BEGIN PROVIDED PASSAGE
US Pharm. 2006;10:71-76.

It seems to be a reccurring theme: Pharmacy benefit managers (PBMs) establish themselves as the best way to hold down soaring pharmaceutical drug prices by managing the costs for employer groups or others that provide a prescription drug benefit for employees. These groups agree to pay the PBMs for the cost of drugs dispensed by pharmacies, along with a management fee. But after awhile, it occurs to the purchasers of this benefit that they may not be getting the best deal from the selected PBM. The PBMs get rebates from manufacturers and enjoy other areas of profit that they do not share with the purchasers. For years, PBMs have fought against any potential regulations that would make their billing practices more "transparent." Nevertheless, every year or so parties to these agreements end up in litigation with claims against the PBMs for breach of contract or failure to honor fiduciary duties. This column has addressed these issues several times over the past five years.1

Along comes a new case that illustrates the extent that state governments and pharmacies are allowed to go to in reviewing PBM practices.2 The litigation was spearheaded by a large number of individual- and chain-owned pharmacies claiming that TFI Managed Care Services, a California PBM, and many other PBMs, failed to live up to the duties required by the California statutes on economic audits and adjustments to costs and fees on a periodic basis.3

Background
There is a long history behind this battle. In 1981, the California Pharmacists Association had a bill introduced in the state legislature that would require PBM reimbursements at customary charges made by pharmacies rather than the rates unilaterally set by PBMs. After intense lobbying by both the pharmacy representatives and those representing the PBMs, the bill that passed required PBMs only to conduct or obtain the results of biannual studies of a statistically significant sample of California pharmacies' retail drug pricing for pharmaceutical dispensing services to private uninsured customers. The PBMs then had to supply copies of those studies to "clients" on whose behalf the PBMs perform studies. The legislation came to be known as the "Prescription Drug Claims Processors Act," which is the legal name in California for regulating what everybody else calls PBMs. The act intended to regulate the relationships between the pharmacies, the PBMs, and their clients, referred to as the "third-party payors," which encompass a large variety of groups, including health insurance companies, self-insured employer groups, and union health and welfare plans. 

As the court envisioned the act, it stated:

A customer goes to a pharmacy with a prescription and presents both an insurance card and a copay to get the prescription. The pharmacy fills the prescription from inventory. The pharmacy then submits a claim to a PBM for reimbursement. The pharmacy usually has a contractual relationship with various PBMs to assist in performing claims processing services. A PBM coordinates certain aspects of the reimbursement relationship between pharmacies and third-party payors. The PBM processes the pharmacy's claim for reimbursement and pays the pharmacy reimbursements in the amount it unilaterally sets. The PBM, which handles claims for several third-party payors, then submits the claim to the payor and gets paid.

Legal Issues in the Trial Court
One of the more interesting aspects of this case is that the pharmacies were trying to get the state to enforce the law, because the pharmacies had very limited authority of their own to make the PBMs play by the rules. Frustrated by the apparent lack of cooperation from the state regulators, the pharmacies filed a lawsuit claiming that they were injured by the defendant PBMs for not doing the required audits and surveys and passing that data on to the third-party payors under contract to establish and maintain a prescription drug benefit.
END PROVIDED PASSAGE
BEGIN GIVEN INFORMATION
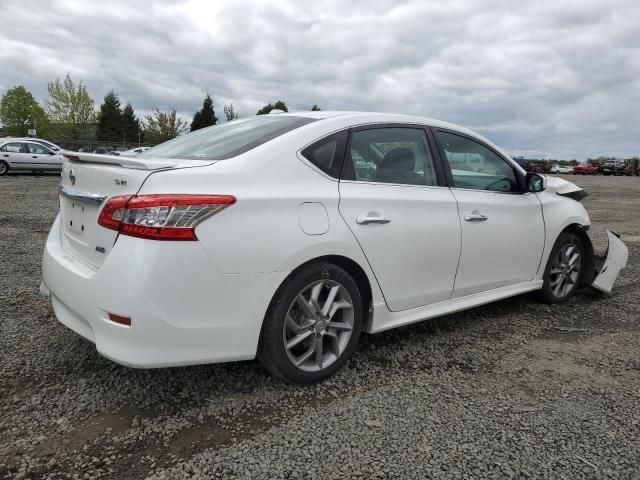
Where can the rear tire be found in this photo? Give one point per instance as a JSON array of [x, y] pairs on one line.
END GIVEN INFORMATION
BEGIN GIVEN INFORMATION
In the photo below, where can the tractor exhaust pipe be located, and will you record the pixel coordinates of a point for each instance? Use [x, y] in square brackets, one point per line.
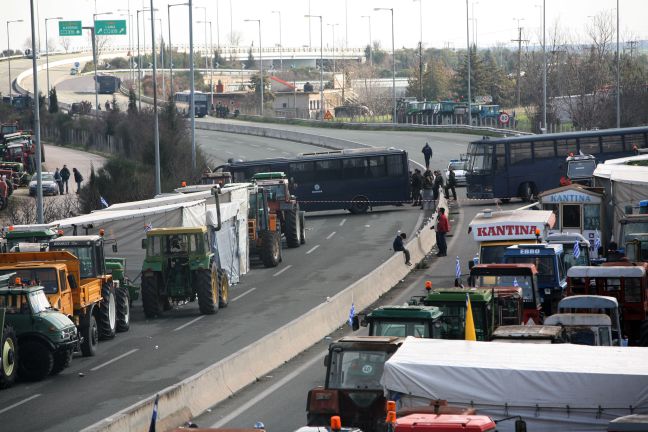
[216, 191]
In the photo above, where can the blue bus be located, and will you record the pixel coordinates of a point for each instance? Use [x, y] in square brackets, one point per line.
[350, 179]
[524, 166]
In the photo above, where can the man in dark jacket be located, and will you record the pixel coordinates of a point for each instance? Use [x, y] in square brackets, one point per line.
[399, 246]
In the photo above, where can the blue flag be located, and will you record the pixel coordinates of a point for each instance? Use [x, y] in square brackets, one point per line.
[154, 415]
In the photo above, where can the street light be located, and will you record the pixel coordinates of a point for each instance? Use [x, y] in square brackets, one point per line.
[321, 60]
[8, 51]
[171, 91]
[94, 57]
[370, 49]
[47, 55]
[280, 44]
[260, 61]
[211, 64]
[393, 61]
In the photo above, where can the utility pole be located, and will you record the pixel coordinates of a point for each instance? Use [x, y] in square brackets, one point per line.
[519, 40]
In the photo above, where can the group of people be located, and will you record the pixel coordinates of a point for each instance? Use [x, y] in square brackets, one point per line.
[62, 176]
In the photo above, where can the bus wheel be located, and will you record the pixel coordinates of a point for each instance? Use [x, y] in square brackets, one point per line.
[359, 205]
END GIVEN INFORMATION
LIST OF TASKS:
- 1) List every kind of group that the article on pharmacy benefit managers gives as an example of "third-party payors."
- 2) Retype the part of the article on pharmacy benefit managers from "As the court" up to and including "and gets paid.".

SOLUTIONS BELOW:
- 1)
- health insurance companies
- self-insured employer groups
- union health and welfare plans

- 2)
As the court envisioned the act, it stated:

A customer goes to a pharmacy with a prescription and presents both an insurance card and a copay to get the prescription. The pharmacy fills the prescription from inventory. The pharmacy then submits a claim to a PBM for reimbursement. The pharmacy usually has a contractual relationship with various PBMs to assist in performing claims processing services. A PBM coordinates certain aspects of the reimbursement relationship between pharmacies and third-party payors. The PBM processes the pharmacy's claim for reimbursement and pays the pharmacy reimbursements in the amount it unilaterally sets. The PBM, which handles claims for several third-party payors, then submits the claim to the payor and gets paid.